### Problem:
Return every line of the entries below that contains the string "drawer", matching case exactly.

------------------------------------------------------------

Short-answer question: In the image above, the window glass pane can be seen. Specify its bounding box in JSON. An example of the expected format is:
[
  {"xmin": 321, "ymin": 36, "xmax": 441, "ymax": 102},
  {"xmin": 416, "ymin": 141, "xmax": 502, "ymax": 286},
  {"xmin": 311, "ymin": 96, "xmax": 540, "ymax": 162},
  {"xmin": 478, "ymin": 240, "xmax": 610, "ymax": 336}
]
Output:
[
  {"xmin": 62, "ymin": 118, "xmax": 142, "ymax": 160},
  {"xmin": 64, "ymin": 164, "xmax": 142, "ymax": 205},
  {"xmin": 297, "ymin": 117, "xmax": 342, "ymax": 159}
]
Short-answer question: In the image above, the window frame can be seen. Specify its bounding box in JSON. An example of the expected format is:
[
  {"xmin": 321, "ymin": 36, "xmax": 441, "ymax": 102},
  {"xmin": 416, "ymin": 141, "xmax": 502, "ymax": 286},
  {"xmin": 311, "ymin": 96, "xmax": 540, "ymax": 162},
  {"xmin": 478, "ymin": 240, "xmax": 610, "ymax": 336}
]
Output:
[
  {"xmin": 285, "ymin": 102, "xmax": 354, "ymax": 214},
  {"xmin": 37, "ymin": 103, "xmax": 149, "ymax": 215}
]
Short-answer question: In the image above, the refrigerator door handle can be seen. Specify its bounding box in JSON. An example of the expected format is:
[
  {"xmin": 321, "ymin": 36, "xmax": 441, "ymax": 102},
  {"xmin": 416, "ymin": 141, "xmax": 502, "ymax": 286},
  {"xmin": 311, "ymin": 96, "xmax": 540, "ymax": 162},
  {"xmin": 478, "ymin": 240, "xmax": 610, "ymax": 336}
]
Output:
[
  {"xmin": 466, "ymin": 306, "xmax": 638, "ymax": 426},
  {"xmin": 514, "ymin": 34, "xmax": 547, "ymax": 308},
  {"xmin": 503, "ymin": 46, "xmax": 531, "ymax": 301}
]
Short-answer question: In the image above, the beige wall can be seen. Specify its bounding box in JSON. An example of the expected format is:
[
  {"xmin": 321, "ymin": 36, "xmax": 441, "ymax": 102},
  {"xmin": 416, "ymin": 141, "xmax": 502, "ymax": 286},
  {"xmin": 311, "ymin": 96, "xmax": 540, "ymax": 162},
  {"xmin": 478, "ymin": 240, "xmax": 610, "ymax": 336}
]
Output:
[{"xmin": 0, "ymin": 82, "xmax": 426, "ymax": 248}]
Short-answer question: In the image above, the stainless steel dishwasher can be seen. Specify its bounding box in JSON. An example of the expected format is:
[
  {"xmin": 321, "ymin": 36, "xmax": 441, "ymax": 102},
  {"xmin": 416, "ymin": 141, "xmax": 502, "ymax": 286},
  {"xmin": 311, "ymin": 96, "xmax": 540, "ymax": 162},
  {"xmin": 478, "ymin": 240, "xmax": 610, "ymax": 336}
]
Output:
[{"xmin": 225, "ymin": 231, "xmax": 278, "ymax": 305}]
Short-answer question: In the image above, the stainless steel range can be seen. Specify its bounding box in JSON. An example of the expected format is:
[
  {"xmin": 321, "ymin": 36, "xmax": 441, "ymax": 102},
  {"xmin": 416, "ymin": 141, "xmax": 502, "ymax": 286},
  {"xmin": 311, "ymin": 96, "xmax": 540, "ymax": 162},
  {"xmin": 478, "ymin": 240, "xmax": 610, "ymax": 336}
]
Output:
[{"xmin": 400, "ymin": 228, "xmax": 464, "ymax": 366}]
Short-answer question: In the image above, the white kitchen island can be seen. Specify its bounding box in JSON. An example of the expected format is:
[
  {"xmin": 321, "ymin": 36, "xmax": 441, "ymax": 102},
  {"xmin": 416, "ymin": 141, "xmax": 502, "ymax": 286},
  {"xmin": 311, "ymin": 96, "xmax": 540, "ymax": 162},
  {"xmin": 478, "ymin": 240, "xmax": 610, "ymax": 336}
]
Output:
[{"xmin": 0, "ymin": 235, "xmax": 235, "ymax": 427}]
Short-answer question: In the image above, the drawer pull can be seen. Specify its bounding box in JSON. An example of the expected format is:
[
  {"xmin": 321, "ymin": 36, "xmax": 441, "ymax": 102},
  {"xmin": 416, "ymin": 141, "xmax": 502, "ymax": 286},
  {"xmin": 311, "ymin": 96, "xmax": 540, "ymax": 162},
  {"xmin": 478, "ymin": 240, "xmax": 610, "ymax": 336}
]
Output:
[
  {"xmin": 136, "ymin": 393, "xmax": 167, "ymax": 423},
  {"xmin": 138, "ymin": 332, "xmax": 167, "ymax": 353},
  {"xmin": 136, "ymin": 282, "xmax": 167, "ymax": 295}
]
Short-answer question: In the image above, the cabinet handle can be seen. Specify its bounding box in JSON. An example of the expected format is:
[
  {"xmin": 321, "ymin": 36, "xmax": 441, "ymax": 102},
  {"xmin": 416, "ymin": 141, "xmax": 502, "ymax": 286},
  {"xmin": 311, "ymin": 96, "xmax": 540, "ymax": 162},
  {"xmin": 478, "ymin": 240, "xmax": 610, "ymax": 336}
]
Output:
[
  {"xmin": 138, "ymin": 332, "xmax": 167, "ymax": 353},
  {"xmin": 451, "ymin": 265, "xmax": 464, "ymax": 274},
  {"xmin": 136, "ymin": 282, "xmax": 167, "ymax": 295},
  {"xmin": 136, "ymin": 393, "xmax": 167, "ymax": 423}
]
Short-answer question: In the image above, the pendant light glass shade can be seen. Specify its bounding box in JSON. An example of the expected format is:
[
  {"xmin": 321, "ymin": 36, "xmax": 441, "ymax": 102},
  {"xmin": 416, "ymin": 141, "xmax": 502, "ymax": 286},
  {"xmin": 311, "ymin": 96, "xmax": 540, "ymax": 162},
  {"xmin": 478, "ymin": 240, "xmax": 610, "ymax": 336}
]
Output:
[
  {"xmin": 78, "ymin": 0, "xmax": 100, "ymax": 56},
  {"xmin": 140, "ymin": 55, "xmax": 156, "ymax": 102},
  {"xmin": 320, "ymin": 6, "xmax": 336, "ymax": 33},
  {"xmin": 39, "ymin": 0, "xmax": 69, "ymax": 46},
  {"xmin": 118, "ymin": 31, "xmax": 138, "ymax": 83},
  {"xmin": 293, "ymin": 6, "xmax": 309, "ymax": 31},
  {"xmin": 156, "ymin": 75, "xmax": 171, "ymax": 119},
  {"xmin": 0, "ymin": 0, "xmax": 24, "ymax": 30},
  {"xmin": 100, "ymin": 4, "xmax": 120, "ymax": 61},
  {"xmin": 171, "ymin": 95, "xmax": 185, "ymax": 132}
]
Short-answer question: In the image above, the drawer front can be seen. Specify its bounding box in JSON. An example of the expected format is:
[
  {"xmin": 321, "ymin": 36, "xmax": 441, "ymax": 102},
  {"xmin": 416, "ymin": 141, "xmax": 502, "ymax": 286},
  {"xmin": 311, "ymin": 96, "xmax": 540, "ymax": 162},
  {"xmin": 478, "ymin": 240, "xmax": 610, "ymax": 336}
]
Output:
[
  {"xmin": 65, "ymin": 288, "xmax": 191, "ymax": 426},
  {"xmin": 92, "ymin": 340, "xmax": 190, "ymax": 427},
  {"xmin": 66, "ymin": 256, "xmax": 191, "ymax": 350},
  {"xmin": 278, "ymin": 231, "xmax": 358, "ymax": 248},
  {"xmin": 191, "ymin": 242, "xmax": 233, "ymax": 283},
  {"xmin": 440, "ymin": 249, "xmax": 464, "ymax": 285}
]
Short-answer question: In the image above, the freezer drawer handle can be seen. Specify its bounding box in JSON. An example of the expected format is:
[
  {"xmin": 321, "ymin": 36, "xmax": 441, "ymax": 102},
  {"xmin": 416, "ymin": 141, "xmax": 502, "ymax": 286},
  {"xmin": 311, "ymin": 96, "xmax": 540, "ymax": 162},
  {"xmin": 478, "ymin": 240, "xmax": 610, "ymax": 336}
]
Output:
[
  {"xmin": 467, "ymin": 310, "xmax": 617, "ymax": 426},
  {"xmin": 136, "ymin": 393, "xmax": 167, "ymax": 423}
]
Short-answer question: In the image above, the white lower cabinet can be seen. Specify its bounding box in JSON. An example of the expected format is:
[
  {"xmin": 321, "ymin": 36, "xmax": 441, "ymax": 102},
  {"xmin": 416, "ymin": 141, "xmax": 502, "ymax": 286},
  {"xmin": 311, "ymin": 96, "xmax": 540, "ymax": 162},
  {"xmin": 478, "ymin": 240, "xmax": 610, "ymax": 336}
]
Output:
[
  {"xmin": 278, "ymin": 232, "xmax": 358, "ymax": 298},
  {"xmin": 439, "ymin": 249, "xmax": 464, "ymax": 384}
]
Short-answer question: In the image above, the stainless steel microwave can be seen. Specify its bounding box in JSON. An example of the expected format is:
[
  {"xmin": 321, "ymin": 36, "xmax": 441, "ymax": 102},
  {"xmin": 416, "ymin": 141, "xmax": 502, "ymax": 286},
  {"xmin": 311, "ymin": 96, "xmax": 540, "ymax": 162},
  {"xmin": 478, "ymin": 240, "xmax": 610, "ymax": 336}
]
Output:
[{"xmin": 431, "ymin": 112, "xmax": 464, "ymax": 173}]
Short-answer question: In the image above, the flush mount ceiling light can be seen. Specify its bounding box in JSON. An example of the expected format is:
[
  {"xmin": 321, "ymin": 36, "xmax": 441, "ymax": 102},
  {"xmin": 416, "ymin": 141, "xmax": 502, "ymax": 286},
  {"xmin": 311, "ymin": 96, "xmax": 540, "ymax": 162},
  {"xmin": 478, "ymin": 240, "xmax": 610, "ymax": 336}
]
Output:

------------------------------------------------------------

### Exercise answer:
Short-answer question: In the image above, the drawer pull can be seen. Specify its bounding box in JSON. An example of the expected format is:
Short-answer question: In the image above, the drawer front can be seen. Specify its bounding box in JSON. An example of the expected format is:
Short-answer question: In the image above, the freezer drawer handle can be seen. Specify its bounding box in JSON. An example of the expected format is:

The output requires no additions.